**GIVEN INSTRUCTION 1**:
Answer these questions using the HAProxy SNMP article.
(a) Starting with which software version of a Loadbalancer.org appliance are the agents already installed?
(b) Whose perl script did prior versions rely on?
(c) What does the community string default to if it is left blank?

**PROVIDED PASSAGE**:
━━━━━━

Loadbalancer.org releases Open Source SNMP MIB and Agent for HAProxy

Loadbalancer.org releases Open Source SNMP MIB and Agent for HAProxy

HAProxy Published on 7 mins Last updated

Here at Loadbalancer.org we’re always keen to give back to the community that writes such great software.  Our new SNMP agents and MIBs for HAProxy make monitoring your Virtual Services and Real Servers a breeze.

A word of warning, SNMP can be a little bit awkward to configure in your monitoring tool of choice. You can easily give up when you are drowned by an avalanche of data...

I’ll start with describing how you use the SNMP MIB with the Loadbalancer.org appliance:

However, if you’re an open source geek - just scroll down to the section But, how do I use the Loadbalancer.org open source SNMP agent with HAProxy?

A simple example of how to monitor HAProxy SNMP statistics with PRTG

If you are using a Loadbalancer.org appliance running v8.5.0 or later of our software then the agents will be already installed.  Prior versions relied on the simple yet effective perl script from Krzysztof Piotr Oledzki. We strongly recommend the new updated agent which supports unique IDs and a simple MIB based configuration for monitoring tools such as PRTG.

To make the appliance reachable to SNMP managers simply navigate to the 'Local Configuration' → 'SNMP Configuration'page on your loadbalancer’s WebUI and set the 'SNMP Community string':

Local Configuration → SNMP Configuration

You should then get to this page:

SNMP-config

The community string is the password you will use to access the SNMP information on the load balancer. If you leave the password blank it will default to ‘public’.

━━━━━━

**EXERCISE DATA**:
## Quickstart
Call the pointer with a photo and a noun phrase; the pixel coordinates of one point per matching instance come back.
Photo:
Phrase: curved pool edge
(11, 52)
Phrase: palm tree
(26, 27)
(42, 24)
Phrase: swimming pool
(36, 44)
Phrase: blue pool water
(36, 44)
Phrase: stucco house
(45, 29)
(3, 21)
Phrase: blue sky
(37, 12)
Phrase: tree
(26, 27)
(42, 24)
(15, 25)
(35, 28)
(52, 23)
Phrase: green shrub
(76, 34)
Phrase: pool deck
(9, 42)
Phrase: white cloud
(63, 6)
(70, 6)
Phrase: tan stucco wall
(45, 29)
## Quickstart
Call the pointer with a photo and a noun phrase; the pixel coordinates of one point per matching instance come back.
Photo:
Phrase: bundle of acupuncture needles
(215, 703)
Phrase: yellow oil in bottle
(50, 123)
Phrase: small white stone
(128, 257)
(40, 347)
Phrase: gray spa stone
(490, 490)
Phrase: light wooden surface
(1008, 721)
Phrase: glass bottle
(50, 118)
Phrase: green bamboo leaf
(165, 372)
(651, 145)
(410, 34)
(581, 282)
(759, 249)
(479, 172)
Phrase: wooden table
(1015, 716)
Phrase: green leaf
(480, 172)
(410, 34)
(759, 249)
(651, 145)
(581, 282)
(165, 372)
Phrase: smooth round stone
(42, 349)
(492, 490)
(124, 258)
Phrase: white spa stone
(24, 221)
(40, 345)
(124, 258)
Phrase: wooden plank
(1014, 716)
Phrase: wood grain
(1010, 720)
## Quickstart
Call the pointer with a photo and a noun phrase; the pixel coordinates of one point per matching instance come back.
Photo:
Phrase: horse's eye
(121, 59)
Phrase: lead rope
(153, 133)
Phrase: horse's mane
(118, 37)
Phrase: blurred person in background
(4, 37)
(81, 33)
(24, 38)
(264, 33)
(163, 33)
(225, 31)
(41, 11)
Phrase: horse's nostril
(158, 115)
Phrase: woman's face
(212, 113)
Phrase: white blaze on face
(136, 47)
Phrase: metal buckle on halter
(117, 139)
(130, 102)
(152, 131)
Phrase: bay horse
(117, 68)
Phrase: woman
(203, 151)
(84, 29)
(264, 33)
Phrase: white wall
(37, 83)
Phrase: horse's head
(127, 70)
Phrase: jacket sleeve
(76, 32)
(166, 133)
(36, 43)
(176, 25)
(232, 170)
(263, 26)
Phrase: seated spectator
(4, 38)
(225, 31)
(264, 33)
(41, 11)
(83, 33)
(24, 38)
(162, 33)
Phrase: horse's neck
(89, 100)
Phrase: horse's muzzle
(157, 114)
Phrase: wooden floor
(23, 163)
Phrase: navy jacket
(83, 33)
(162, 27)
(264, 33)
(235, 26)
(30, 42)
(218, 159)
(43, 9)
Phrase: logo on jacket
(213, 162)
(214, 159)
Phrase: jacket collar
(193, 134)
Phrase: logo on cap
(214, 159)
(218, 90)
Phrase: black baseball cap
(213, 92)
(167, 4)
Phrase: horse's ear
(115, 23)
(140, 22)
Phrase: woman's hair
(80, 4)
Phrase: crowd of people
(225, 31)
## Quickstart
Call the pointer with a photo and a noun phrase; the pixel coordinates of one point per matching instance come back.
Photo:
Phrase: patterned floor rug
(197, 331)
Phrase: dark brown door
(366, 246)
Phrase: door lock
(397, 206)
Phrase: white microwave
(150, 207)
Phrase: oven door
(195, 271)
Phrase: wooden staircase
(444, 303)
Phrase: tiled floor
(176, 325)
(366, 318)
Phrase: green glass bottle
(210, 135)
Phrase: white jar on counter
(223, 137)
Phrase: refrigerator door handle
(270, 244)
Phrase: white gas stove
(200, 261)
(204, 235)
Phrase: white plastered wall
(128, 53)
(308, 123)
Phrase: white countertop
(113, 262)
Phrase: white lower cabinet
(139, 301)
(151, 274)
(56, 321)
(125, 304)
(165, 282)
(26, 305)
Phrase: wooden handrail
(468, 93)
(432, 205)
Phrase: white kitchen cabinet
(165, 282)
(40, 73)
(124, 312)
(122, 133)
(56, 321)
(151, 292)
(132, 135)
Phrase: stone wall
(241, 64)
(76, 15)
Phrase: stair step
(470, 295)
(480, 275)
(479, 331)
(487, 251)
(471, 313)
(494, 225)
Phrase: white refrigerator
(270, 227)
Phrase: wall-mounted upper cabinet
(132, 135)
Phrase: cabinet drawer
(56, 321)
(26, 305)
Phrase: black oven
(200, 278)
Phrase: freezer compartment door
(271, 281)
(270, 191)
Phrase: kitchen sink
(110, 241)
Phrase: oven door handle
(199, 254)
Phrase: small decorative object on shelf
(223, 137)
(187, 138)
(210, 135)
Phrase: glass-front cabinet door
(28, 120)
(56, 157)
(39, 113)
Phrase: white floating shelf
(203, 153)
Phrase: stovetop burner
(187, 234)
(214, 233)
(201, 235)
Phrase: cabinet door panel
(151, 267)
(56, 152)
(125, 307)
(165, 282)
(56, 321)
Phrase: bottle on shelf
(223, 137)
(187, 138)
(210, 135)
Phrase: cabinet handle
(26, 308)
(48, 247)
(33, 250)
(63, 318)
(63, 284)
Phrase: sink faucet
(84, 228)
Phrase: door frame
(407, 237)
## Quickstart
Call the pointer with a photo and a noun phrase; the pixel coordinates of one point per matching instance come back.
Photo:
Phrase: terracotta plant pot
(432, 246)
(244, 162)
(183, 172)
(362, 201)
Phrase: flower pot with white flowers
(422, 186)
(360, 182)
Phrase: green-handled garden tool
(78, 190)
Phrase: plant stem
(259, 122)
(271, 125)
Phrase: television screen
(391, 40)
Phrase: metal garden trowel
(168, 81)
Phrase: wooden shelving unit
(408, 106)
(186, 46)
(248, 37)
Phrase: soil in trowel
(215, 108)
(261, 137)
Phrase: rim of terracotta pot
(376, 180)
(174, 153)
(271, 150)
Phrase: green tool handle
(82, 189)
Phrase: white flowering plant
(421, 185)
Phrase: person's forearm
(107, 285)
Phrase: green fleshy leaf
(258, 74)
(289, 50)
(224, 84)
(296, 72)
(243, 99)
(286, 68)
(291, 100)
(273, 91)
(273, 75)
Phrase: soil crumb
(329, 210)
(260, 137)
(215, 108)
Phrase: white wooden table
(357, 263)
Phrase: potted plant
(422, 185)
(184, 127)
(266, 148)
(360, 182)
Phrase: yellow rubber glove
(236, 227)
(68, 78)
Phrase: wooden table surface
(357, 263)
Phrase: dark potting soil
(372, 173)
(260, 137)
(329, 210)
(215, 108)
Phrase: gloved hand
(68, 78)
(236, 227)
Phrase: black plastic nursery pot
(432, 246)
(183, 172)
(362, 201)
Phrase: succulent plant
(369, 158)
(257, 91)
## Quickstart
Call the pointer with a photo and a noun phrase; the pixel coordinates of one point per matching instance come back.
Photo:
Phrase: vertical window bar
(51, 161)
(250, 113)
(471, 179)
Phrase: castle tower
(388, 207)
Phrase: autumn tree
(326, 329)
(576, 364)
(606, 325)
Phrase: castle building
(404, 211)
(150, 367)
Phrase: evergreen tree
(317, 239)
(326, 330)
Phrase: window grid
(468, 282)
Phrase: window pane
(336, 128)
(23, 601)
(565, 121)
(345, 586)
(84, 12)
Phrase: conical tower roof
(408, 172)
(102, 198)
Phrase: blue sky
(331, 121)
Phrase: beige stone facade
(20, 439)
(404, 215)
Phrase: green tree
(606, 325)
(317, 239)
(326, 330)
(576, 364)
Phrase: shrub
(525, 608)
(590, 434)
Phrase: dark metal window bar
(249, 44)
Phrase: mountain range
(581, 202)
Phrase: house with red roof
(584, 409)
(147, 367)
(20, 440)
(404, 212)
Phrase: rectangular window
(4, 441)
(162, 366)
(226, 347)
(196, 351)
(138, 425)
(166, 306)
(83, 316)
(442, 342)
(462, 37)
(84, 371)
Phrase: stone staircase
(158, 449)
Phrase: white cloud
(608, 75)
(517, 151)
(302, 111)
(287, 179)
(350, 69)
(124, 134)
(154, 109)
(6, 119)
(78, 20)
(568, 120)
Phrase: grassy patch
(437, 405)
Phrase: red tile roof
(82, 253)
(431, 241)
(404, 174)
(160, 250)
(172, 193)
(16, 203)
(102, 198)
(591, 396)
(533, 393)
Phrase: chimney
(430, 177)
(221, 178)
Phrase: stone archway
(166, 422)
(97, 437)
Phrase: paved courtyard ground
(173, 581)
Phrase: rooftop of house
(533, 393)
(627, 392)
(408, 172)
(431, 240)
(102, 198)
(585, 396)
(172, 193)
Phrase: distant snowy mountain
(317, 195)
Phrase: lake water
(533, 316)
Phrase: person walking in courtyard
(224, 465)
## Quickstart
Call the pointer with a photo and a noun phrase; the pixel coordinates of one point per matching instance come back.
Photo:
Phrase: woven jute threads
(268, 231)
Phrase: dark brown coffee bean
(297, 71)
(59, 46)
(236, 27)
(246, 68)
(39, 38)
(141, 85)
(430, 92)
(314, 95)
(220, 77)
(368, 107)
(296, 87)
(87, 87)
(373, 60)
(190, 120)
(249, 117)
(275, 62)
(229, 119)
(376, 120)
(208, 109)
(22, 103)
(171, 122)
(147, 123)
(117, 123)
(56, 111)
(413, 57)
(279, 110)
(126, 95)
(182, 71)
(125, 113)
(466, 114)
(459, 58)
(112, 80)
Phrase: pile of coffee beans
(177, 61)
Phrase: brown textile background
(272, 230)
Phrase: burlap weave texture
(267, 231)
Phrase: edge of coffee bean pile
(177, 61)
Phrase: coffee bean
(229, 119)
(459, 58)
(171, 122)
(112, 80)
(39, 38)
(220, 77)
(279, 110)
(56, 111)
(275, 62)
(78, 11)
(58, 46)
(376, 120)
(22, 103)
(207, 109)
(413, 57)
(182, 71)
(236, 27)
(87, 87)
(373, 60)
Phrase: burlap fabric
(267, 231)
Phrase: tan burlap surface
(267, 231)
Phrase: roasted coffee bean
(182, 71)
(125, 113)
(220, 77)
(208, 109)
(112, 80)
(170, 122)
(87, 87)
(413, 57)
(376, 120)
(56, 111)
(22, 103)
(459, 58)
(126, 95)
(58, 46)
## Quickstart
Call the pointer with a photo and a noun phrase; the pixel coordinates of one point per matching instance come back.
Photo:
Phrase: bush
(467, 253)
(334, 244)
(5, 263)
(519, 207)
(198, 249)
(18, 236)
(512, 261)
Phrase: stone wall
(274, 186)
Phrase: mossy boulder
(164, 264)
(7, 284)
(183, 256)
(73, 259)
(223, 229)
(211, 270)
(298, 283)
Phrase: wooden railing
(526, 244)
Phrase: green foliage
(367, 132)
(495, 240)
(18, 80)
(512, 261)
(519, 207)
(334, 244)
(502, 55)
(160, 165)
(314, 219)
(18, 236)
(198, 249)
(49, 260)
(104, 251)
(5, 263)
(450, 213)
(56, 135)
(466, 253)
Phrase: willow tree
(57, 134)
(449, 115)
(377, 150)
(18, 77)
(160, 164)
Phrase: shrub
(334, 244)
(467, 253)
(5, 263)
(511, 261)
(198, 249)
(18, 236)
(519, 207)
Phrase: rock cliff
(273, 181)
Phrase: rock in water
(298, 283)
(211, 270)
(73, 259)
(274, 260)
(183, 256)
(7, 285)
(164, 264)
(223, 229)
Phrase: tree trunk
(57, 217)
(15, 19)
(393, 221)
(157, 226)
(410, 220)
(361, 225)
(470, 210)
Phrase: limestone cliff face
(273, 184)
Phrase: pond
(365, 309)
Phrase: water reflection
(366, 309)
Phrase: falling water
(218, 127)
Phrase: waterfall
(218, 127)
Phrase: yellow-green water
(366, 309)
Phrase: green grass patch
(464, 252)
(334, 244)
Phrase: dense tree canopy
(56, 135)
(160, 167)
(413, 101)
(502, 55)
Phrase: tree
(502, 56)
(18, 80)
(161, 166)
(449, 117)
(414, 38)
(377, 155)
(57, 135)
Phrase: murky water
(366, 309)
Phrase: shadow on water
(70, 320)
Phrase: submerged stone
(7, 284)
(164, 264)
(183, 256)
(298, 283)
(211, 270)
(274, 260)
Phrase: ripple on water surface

━━━━━━

**GIVEN INSTRUCTION 2**:
Pull out every line of the listing that contains the word "table".

**WORKED ANSWER 1**:
(a) v8.5.0
(b) Krzysztof Piotr Oledzki
(c) 'public'

**WORKED ANSWER 2**:
Phrase: wooden table
Phrase: white wooden table
Phrase: wooden table surface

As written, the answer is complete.